Exercise aim:
Should a picture appear anywhere in the data, omit it and copy everything else exactly.

↓↓↓

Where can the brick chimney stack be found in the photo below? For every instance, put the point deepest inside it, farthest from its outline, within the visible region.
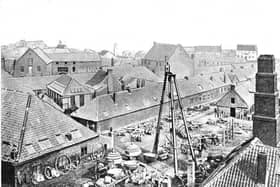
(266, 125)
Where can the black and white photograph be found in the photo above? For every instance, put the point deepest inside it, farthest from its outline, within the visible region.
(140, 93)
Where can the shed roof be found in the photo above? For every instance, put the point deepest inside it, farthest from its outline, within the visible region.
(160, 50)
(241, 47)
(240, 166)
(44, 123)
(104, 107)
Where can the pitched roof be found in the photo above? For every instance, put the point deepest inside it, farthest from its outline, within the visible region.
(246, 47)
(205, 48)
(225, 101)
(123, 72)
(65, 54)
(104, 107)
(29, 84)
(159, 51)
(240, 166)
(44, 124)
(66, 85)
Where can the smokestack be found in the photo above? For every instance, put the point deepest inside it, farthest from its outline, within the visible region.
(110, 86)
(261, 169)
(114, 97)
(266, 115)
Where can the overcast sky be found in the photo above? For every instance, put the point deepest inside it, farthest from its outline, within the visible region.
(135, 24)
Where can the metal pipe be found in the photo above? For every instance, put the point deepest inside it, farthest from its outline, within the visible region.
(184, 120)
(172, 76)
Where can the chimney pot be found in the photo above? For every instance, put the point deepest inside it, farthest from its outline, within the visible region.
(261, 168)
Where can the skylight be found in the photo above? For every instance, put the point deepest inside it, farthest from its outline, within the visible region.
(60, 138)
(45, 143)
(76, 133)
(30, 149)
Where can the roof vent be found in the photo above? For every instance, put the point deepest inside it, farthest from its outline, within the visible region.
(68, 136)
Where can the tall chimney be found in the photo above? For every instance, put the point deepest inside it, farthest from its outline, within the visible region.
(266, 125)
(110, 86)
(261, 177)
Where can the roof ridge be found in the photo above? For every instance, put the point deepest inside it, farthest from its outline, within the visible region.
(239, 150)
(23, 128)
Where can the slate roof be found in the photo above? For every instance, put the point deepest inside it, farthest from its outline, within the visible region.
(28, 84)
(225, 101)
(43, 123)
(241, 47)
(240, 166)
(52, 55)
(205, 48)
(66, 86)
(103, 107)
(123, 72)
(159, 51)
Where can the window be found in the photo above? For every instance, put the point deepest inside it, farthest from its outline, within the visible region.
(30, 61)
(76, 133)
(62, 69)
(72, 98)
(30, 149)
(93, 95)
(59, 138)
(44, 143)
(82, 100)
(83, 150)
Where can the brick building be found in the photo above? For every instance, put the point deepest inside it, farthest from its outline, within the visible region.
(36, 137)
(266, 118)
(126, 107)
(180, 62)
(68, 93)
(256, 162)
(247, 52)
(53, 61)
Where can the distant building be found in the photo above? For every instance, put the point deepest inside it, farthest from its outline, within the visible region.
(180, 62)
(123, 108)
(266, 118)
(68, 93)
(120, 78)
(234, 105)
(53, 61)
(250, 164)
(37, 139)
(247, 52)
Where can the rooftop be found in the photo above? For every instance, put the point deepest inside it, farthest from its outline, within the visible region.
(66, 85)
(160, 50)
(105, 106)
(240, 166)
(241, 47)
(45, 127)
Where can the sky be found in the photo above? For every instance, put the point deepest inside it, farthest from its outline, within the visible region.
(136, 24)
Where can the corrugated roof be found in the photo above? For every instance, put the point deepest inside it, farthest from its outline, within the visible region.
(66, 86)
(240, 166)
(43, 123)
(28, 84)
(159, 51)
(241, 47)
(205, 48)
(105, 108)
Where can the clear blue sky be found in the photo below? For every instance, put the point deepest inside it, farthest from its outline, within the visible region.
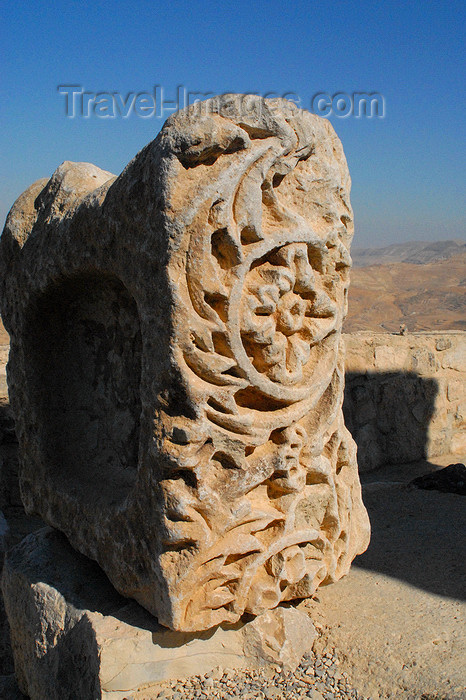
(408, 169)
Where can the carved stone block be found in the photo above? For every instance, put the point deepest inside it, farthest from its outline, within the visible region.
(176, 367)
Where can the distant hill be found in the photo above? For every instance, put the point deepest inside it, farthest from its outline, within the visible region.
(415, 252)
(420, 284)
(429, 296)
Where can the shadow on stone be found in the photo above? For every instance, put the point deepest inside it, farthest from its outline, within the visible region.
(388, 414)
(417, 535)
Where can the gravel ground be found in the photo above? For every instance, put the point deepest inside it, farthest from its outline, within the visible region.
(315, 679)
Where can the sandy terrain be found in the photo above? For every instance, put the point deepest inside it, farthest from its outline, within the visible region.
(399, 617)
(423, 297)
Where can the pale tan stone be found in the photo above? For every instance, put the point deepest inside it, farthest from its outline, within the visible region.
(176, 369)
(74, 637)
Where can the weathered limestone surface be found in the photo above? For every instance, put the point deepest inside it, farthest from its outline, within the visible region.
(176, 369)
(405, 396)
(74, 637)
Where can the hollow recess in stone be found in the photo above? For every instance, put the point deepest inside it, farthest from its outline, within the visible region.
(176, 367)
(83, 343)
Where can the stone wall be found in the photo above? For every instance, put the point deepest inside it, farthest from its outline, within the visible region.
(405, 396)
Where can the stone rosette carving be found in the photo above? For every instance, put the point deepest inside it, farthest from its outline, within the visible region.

↑↑↑

Task response:
Where can the brick chimney stack be found in the photo below? For every instance, put the point deepest inside it, farthest from its outline, within the visible region.
(266, 125)
Where can the black and white photograph be found in the photo above? For every instance, put the point deepest inside it, farthest from its outline, within the visible region.
(140, 93)
Where can the shed roof be found in the photo above? For every instance, put the point deepest inside it, farthest from its outline, within the visible region.
(160, 50)
(241, 47)
(240, 166)
(44, 123)
(104, 107)
Where can the pitched roof be found in the photo above? For every instance, put the point deepest inside it, farthest from its outline, within the visible region.
(246, 47)
(205, 48)
(225, 101)
(123, 72)
(65, 54)
(104, 107)
(29, 84)
(159, 51)
(240, 166)
(44, 124)
(66, 85)
Where can the smokestack be found in the photo above? For every instance, put the point deepest inside it, farthest from its outline, within the visible region.
(110, 86)
(261, 169)
(114, 97)
(266, 115)
Where can the overcast sky be found in the photo above? For every instance, put the point deepest inside it, farthest from its outline, within the visible region.
(135, 24)
Where can the metal pipe be found in the photo above? For every instance, put the point deepest inside it, farthest from its outline, within the visible region.
(184, 120)
(172, 76)
Where can the chimney pot be found in the photo above? For every instance, put the point deepest inside it, farthest from its outline, within the visible region.
(261, 168)
Where can the skylight be found in the photo above? For every instance, put the point deepest inside it, farthest from its outline, within the visible region.
(60, 138)
(45, 143)
(76, 133)
(30, 149)
Where can the roof vent be found in the photo above? For every instance, put the point deepest inside it, farthest from its outline, within the visible region.
(68, 136)
Where can the tall chimney be found in the photo above? For every instance, put the point deepest inside it, farthest from its outline, within the visible region.
(266, 125)
(110, 86)
(261, 177)
Where can the roof ridge be found in the photo above? For every instance, put the point deepest inside it, farthest from its outline, within the visible region.
(239, 150)
(23, 128)
Where can the slate roof be found in the photo above? For every instance, put the point deepest inside it, farthest from its outline, within the visible region.
(28, 84)
(225, 101)
(43, 123)
(241, 47)
(240, 166)
(52, 55)
(205, 48)
(66, 86)
(103, 107)
(123, 72)
(159, 51)
Where can the window be found in the photo above? For every instance, put the point deepest inside it, farthest from its outline, within the visible region.
(30, 61)
(76, 133)
(62, 69)
(72, 98)
(30, 149)
(93, 95)
(59, 138)
(44, 143)
(82, 100)
(83, 150)
Where can the brick building be found in the photo above? For every instance, put the point deepest inside it, farthest from its outline, within the visible region.
(36, 137)
(266, 118)
(126, 107)
(180, 62)
(68, 93)
(256, 162)
(247, 52)
(53, 61)
Where can the distant building be found in the photo above? For every instance, put the point deepest inside it, farthest from its outline, within the visible region.
(180, 62)
(123, 108)
(266, 118)
(68, 93)
(120, 78)
(234, 105)
(53, 61)
(250, 164)
(37, 139)
(247, 52)
Where can the rooftop be found in the photo above? For every instance, put the point deepest inside it, farthest from its outline, within the visible region.
(66, 85)
(160, 50)
(105, 106)
(240, 166)
(241, 47)
(45, 127)
Where can the sky be found in the photo above? For every instance, put the point deepest inside it, farthest from its outline, within the visible region.
(136, 24)
Where can the corrugated roof be found in the photo above? For every instance, put the point deepest inside it, farthest from its outline, within the visible region.
(66, 86)
(240, 166)
(43, 123)
(28, 84)
(159, 51)
(241, 47)
(205, 48)
(105, 108)
Where can the clear blue sky be found in the photo below? For every instance, put the point deepest inside it, farthest from its outline, within the visible region.
(408, 169)
Where can the carved stone block be found in the photo above? For every instance, put the point deepest inside it, farthest from its outline, within the visible region.
(176, 367)
Where can the distant hill be found in the photo above? For every instance, put the point deepest inside it, farthest from its outline, within the visible region.
(415, 252)
(420, 284)
(429, 296)
Where can the shadow on stone be found in the photo above? For every instance, put the point deepest inside it, farthest from its outline, within the visible region.
(388, 414)
(417, 535)
Where can the gravel ground be found in the photo above? For every instance, put the point deepest inside it, farthest from its outline, within the visible region.
(315, 679)
Where can the sandy terrain be found in the photo above? For every instance, put the point deepest inside it, farthest from its outline, within the visible region.
(399, 617)
(423, 297)
Where can the pale tan stone be found in the photo above? For every instance, put the point deepest inside it, farthest from its outline, within the visible region.
(176, 369)
(74, 637)
Where can the weathered limestone surface be found in the photo above? For every instance, put the point deepest inside it, farthest from its outline, within the visible region.
(176, 369)
(405, 396)
(74, 637)
Where can the hollow recess in stone be found in the photo above? For every instance, put the point deepest inside it, farthest from its outline, within the visible region.
(176, 367)
(83, 343)
Where can the stone wall be found in the photo above? For every instance, put the point deepest inside it, farthest from its outline, within the visible region.
(405, 396)
Where can the stone rosette carving be found in the photo above? For every instance, put the point deepest inside it, farthest from its outline, within the visible region.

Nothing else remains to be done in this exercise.